DIRECTIVES |
1. Quote the passage of the article on South Africa's election and Ghana from "The ANC’s significant" to "to good governance.".
2. In the article on South Africa's election and Ghana, which two parties make up Ghana's political duopoly?

SOURCE DOCUMENT |
[start]
The ANC’s significant reduction in support, from a historical dominance to around 40%, signifies a shift towards a more competitive and dynamic political environment where votes truly matter.

Key takeaways for Ghana

  • Belief in the power of the vote: The decline in support for the ANC demonstrates the electorate’s willingness to hold parties accountable. Democracy offers us the ability to decide who we think will best run the country in our interest. Ghanaians, dissatisfied with the status quo, and the political duopoly of the NPP and NDC, can learn from this. There needs to be significant investment by civil society organisations and outsiders to promote voter education and encourage active participation. When citizens understand the impact of their vote, they are more likely to engage in the democratic process, demand accountability and contribute to good governance.
  • Finding common ground for the good of the nation: South Africa’s election results have set the stage for coalition talks, highlighting the importance of political collaboration. President Ramaphosa’s call for parties to work together for the common good illustrates the necessity of coalition-building in a fragmented political landscape. Ghana can benefit from fostering a political culture that emphasises policy over personality, helping voters make informed choices that lead to stable governance. Indeed, while the situation may not be the same, Ghanaian political leaders can learn from this by encouraging political parties to find common ground and work together, especially in times of political fragmentation and growing populist demagogy. The best outcomes, it has been said, occur when both sides in a conflict are left equally dissatisfied.
[end]
GIVEN DATA |
[start]
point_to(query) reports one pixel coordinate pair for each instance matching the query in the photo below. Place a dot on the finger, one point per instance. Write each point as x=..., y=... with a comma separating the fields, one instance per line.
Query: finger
[end]
RESPONSE LIST |
1.
The ANC’s significant reduction in support, from a historical dominance to around 40%, signifies a shift towards a more competitive and dynamic political environment where votes truly matter.

Key takeaways for Ghana

  • Belief in the power of the vote: The decline in support for the ANC demonstrates the electorate’s willingness to hold parties accountable. Democracy offers us the ability to decide who we think will best run the country in our interest. Ghanaians, dissatisfied with the status quo, and the political duopoly of the NPP and NDC, can learn from this. There needs to be significant investment by civil society organisations and outsiders to promote voter education and encourage active participation. When citizens understand the impact of their vote, they are more likely to engage in the democratic process, demand accountability and contribute to good governance.

2. The NPP and the NDC.